→ **Task objective**: Print exactly the line with "Flashcard Front: What region of the image contains the power" and every line after it, through the final line of the material below.

→ **Data extracts**:
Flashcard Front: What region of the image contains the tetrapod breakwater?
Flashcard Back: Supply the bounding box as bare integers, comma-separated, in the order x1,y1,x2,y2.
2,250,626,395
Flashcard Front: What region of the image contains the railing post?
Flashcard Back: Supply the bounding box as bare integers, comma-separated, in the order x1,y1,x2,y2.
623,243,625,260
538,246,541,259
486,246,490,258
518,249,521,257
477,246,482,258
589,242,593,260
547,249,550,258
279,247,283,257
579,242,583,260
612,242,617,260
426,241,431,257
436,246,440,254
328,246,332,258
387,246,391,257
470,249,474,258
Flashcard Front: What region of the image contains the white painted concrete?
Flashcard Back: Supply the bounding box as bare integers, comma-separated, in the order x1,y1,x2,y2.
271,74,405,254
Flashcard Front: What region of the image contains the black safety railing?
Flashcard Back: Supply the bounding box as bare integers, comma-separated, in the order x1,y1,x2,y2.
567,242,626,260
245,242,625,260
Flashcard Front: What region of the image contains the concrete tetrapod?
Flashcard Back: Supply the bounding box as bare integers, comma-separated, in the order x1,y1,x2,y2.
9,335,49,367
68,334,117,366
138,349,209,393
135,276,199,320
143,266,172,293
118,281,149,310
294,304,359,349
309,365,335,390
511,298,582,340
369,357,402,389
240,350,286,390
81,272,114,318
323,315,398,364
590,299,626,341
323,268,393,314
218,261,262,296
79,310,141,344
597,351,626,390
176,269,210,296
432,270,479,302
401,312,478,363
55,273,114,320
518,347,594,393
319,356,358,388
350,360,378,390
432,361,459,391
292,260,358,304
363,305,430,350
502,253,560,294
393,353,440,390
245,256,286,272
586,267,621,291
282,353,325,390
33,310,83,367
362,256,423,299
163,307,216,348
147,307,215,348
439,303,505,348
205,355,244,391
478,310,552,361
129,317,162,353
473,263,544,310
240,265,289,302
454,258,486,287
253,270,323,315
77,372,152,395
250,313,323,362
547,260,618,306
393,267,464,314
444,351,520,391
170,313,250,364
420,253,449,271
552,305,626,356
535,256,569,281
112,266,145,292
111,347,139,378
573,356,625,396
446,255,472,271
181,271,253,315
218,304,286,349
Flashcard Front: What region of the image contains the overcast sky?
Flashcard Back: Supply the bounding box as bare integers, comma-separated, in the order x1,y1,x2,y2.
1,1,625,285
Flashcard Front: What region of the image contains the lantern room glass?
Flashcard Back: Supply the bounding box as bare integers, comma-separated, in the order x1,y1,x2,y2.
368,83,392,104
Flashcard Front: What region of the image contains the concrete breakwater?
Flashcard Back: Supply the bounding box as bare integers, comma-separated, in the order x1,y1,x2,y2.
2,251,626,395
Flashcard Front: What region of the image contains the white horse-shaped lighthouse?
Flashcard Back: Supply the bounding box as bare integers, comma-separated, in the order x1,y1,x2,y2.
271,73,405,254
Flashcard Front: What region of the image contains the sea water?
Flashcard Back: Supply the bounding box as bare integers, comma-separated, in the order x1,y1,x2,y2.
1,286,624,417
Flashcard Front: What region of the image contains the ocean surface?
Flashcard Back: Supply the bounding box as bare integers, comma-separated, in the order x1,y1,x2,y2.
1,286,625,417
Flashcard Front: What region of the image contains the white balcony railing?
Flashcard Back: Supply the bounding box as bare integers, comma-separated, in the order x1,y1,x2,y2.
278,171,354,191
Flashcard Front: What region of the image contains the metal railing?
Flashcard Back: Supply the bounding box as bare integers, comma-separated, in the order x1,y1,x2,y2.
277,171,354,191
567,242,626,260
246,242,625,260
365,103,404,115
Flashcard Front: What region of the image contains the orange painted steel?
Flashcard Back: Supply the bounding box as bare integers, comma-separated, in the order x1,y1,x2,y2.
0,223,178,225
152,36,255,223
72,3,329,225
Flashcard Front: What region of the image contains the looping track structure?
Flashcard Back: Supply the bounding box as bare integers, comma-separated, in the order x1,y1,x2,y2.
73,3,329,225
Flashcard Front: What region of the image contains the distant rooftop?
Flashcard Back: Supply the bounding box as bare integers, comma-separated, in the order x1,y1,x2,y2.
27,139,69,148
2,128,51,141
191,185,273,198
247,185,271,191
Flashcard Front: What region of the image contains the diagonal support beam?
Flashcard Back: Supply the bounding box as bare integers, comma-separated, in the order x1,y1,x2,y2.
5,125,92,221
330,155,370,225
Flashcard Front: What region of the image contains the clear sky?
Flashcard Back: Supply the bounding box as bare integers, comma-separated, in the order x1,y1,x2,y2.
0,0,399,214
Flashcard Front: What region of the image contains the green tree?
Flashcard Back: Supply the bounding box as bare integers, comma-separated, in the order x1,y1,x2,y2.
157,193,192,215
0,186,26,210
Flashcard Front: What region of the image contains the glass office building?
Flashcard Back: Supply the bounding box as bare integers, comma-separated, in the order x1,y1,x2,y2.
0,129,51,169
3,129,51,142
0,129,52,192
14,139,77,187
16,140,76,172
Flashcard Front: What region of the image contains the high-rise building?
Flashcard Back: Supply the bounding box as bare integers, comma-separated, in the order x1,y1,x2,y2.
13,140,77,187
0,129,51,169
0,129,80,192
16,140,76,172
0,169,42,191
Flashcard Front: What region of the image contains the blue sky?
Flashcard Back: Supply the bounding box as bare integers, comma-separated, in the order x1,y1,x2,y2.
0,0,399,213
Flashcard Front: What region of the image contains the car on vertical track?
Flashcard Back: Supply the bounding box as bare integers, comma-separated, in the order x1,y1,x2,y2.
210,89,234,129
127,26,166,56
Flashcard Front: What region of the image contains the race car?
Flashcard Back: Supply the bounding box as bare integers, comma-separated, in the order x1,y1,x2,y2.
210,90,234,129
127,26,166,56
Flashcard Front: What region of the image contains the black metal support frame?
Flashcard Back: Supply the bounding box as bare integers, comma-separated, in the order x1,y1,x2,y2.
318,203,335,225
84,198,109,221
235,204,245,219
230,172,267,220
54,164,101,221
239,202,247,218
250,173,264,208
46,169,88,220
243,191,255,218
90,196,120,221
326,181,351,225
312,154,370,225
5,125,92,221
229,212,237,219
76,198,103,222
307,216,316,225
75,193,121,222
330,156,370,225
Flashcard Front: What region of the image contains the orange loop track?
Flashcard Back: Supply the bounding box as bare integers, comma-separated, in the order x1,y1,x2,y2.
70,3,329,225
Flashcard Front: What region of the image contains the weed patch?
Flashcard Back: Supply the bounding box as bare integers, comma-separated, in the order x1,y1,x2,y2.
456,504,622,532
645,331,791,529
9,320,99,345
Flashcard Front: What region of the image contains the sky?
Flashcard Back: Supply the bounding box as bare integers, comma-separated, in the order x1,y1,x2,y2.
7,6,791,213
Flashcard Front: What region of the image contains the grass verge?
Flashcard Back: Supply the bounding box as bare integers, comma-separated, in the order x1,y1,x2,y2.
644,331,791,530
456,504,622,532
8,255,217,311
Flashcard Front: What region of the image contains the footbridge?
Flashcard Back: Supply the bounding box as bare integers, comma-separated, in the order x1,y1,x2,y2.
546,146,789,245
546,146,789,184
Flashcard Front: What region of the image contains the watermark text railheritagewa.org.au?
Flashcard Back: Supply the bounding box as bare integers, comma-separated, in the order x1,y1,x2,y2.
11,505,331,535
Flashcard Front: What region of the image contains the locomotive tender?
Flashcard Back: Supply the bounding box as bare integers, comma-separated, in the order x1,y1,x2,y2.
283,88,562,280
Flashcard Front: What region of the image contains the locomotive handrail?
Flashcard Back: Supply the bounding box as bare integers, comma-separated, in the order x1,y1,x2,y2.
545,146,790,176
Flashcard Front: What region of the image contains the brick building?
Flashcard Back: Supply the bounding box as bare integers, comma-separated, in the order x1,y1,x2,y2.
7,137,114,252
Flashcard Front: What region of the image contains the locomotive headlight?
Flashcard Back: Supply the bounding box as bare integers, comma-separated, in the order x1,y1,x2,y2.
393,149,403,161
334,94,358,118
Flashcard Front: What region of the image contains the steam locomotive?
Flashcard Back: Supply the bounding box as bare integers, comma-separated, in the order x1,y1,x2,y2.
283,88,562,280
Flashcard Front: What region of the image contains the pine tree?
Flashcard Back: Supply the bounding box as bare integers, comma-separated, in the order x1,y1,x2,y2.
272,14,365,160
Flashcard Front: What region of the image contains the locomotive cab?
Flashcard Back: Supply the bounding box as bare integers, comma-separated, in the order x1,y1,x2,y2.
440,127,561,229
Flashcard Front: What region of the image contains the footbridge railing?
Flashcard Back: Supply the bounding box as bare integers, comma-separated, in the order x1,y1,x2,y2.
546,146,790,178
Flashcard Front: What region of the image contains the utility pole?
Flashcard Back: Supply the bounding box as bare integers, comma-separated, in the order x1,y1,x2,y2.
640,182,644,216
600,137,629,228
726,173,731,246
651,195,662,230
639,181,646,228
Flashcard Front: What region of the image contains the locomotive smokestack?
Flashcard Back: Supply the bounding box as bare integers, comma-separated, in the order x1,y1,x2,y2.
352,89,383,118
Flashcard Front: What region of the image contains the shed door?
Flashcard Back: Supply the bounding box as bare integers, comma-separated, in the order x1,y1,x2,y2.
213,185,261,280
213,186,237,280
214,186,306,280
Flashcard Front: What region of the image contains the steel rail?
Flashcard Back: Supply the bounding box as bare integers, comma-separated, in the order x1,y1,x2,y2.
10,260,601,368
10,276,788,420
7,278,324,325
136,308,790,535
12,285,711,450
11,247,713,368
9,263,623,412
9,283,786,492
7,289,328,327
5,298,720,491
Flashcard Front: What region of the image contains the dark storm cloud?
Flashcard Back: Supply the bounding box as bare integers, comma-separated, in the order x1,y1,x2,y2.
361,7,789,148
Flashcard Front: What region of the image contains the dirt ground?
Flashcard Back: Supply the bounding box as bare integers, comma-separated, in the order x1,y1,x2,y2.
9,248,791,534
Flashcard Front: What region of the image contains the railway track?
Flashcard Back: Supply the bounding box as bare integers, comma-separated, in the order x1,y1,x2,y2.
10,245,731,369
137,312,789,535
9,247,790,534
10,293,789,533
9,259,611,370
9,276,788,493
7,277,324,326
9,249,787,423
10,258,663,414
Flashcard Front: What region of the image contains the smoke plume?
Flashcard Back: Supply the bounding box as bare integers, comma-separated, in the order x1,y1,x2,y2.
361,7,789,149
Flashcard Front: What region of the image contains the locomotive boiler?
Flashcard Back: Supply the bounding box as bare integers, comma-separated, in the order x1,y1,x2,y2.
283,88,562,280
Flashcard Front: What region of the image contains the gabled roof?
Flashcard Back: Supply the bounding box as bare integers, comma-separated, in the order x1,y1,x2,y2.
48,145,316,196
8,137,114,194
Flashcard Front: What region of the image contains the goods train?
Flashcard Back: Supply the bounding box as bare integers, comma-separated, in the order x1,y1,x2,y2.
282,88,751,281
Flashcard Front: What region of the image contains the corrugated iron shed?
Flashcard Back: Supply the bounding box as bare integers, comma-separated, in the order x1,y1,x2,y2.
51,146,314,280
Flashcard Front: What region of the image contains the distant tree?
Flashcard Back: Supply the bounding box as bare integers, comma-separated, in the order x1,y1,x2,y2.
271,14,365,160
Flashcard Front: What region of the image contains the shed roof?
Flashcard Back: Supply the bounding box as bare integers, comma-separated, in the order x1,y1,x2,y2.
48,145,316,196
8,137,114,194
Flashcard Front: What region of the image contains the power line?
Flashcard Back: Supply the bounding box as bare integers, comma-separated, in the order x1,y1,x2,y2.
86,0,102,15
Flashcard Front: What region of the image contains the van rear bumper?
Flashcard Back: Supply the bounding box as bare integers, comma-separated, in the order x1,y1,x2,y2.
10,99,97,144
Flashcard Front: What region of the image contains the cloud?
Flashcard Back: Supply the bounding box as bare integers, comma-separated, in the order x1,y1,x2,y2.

→ **Answer for this exercise**:
Flashcard Front: What region of the image contains the power line?
Flashcard Back: Supply the bounding box as bare integers, comma-separated, in the order x1,y1,x2,y2.
86,0,102,15
Flashcard Front: What region of the image contains the van rear bumper?
Flashcard Back: Supply the bounding box as bare integers, comma-separated, in the order x1,y1,x2,y2.
10,99,97,144
Flashcard Front: What region of the image contains the cloud?
Flashcard Back: Supply the bounding box as bare integers, comma-separated, in the order x1,y1,x2,y2.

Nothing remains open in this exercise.